───── Entries ─────
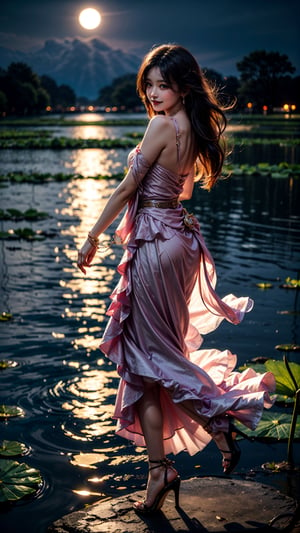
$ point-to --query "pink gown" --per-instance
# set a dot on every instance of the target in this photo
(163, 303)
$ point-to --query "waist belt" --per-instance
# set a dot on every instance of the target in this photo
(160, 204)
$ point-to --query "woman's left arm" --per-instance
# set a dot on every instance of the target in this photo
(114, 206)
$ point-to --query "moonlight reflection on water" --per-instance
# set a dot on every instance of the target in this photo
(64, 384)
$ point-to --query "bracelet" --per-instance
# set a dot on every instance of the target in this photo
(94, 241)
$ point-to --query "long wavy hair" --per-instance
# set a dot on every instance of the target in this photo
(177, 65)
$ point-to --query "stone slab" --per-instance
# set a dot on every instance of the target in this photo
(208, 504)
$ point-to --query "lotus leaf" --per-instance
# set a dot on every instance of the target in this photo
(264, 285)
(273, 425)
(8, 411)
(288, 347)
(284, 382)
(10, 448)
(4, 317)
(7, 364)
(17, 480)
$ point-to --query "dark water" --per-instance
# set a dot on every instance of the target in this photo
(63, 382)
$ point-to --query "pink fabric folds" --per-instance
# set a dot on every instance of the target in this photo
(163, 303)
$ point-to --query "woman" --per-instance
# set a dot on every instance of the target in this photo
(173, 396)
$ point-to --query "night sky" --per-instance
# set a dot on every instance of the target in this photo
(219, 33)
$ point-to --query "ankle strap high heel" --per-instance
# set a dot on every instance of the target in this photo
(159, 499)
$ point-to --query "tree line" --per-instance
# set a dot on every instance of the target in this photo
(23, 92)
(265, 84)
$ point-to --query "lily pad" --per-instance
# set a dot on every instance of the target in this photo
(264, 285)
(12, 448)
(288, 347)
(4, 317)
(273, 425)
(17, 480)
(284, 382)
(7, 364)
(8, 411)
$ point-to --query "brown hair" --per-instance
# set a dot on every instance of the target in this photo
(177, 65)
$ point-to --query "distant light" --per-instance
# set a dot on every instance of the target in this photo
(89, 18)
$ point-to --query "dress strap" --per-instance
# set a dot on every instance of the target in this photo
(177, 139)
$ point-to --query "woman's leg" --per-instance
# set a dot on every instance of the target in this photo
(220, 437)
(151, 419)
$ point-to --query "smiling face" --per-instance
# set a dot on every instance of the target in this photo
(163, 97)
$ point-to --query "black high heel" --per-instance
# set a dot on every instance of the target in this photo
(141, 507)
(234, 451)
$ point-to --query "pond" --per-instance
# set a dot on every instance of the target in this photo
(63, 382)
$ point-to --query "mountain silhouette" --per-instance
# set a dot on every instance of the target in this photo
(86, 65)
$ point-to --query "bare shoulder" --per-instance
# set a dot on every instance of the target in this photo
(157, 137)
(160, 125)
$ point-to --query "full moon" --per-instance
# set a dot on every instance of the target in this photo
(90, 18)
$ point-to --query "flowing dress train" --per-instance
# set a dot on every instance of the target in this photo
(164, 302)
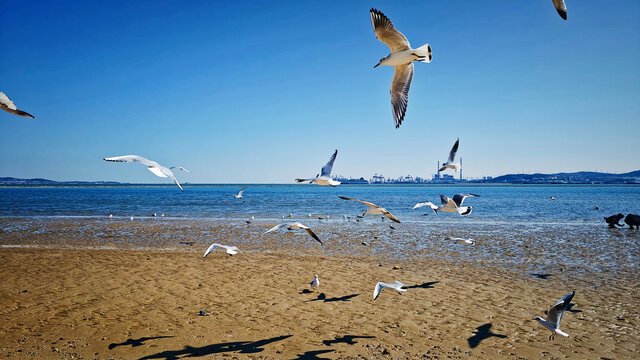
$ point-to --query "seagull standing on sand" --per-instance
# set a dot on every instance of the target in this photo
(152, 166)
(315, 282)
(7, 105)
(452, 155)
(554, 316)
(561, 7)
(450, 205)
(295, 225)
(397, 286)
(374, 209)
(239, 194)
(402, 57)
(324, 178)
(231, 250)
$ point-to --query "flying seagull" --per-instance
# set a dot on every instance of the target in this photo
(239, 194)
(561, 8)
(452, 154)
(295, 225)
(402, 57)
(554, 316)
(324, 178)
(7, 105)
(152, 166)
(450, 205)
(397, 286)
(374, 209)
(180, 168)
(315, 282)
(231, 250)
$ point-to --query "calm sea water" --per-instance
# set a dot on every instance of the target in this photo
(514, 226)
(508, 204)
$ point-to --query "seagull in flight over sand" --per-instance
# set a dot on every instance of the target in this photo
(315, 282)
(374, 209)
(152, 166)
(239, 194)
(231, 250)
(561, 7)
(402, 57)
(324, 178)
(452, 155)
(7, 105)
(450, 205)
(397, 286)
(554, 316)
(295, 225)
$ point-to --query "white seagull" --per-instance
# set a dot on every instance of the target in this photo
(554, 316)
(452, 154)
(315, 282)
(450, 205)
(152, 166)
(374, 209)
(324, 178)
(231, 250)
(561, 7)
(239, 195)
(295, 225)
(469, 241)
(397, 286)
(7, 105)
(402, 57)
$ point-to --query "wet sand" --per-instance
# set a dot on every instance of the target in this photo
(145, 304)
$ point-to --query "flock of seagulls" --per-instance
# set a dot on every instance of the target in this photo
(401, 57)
─────
* [Exercise aim]: Quote the data exactly, leaving every image out of the copy.

* [Final result]:
$ point-to --query "pink gown" --per-instance
# set a dot on every instance of the target in this photo
(163, 303)
$ point-to --query "waist belt" --per-instance
# set a dot on every instance of the target in this photo
(160, 204)
$ point-to --query "woman's left arm" --per-instance
# set a dot on every instance of the target in this photo
(114, 206)
$ point-to --query "moonlight reflection on water" --per-instance
# set a dot on every instance of the target in this photo
(64, 384)
$ point-to --query "bracelet" --per-instance
# set a dot on every instance of the target in this photo
(94, 241)
$ point-to --query "long wavy hair" --per-instance
# set a dot on every instance of the target in this photo
(177, 65)
$ point-to --query "stone slab" --per-instance
# set a dot on every instance of the target in this photo
(208, 504)
$ point-to --query "lotus leaf" --per-instance
# set a dot on every instance of the target in this photo
(264, 285)
(273, 425)
(8, 411)
(288, 347)
(284, 382)
(10, 448)
(4, 317)
(7, 364)
(17, 480)
$ point-to --query "dark water" --per-instance
# set a dot on every instance of the target in this photo
(63, 382)
$ point-to --query "pink fabric folds" --per-instance
# set a dot on every instance of the target in this photo
(163, 303)
$ point-to --query "woman" --per-instance
# set a dot on every instance of the target in this photo
(173, 396)
$ point-to --query "night sky" --per-instance
# set a dot on every instance of the target in this photo
(219, 33)
$ point-to --query "ankle strap high heel" --per-instance
# set a dot on every instance of the target in this photo
(159, 499)
$ point-to --query "tree line" --per-instance
# set a dot on every instance of the target in this photo
(23, 92)
(265, 84)
$ point-to --query "lily pad" --per-instance
# set a dot on every instance of the target in this photo
(264, 285)
(12, 448)
(288, 347)
(4, 317)
(273, 425)
(17, 480)
(284, 382)
(7, 364)
(8, 411)
$ point-to --query "brown hair" --per-instance
# set a dot on every instance of the target in this photo
(177, 65)
$ point-to --query "distant light" --per-instance
# set a dot on every instance of the target in this photo
(89, 18)
$ point-to --query "dress strap" --per-instance
# set a dot on every instance of the target in this photo
(177, 139)
$ point-to --query "woman's leg" --per-instance
# set a dot on every instance of the target in this photo
(220, 437)
(151, 419)
$ point-to --query "smiling face" --per-instance
# set a dot on every instance of the target in this photo
(163, 97)
$ point-to --query "black high heel" --per-instance
# set a dot on every instance of the target in this photo
(141, 507)
(234, 451)
$ point-to --query "pond" --per-instance
# set a dot on every instance of the target in this photo
(63, 382)
$ point-to --query "mountain silhouette" --per-instance
# set a dot on every instance of the target in this photo
(86, 65)
$ point-to --query "bare shoulder" --per-instance
# set a dot on every instance of the target in this photo
(157, 137)
(160, 125)
$ point-to --query "full moon" --per-instance
# set a dot on every instance of the target in this photo
(90, 18)
$ point-to --query "flowing dress train" --per-instance
# set a dot on every instance of the target in this photo
(164, 302)
$ point-to --query "seagull standing on sand" --per-instance
# set a dot on every instance of the target in this photo
(152, 166)
(315, 282)
(7, 105)
(452, 155)
(554, 316)
(561, 7)
(450, 205)
(295, 225)
(397, 286)
(374, 209)
(239, 194)
(402, 57)
(324, 178)
(231, 250)
$ point-to --query "flying seagull" --per-instance
# set a dot on every instance of the target in this photo
(239, 194)
(561, 8)
(452, 154)
(295, 225)
(402, 57)
(554, 316)
(324, 178)
(7, 105)
(152, 166)
(450, 205)
(397, 286)
(374, 209)
(180, 168)
(315, 282)
(231, 250)
$ point-to --query "calm sea water" --per-instance
# set a dot on every instance of the target in this photo
(514, 226)
(508, 204)
$ point-to --query "seagull in flight over sand" --per-instance
# set a dot on every instance of the target in this photo
(315, 282)
(374, 209)
(152, 166)
(239, 194)
(231, 250)
(561, 7)
(402, 57)
(324, 178)
(452, 155)
(7, 105)
(450, 205)
(397, 286)
(554, 316)
(295, 225)
$ point-to --query "white seagull" --per-instance
# set a dot on every instance of the target in this photo
(554, 316)
(452, 154)
(315, 282)
(450, 205)
(152, 166)
(374, 209)
(324, 178)
(231, 250)
(561, 7)
(239, 195)
(295, 225)
(469, 241)
(397, 286)
(7, 105)
(402, 57)
$ point-to --query "wet sand" --per-instance
# set a dot on every instance of the target in this photo
(145, 304)
$ point-to --query "flock of seagulls" --per-instance
# set a dot on every instance of the target in this photo
(401, 57)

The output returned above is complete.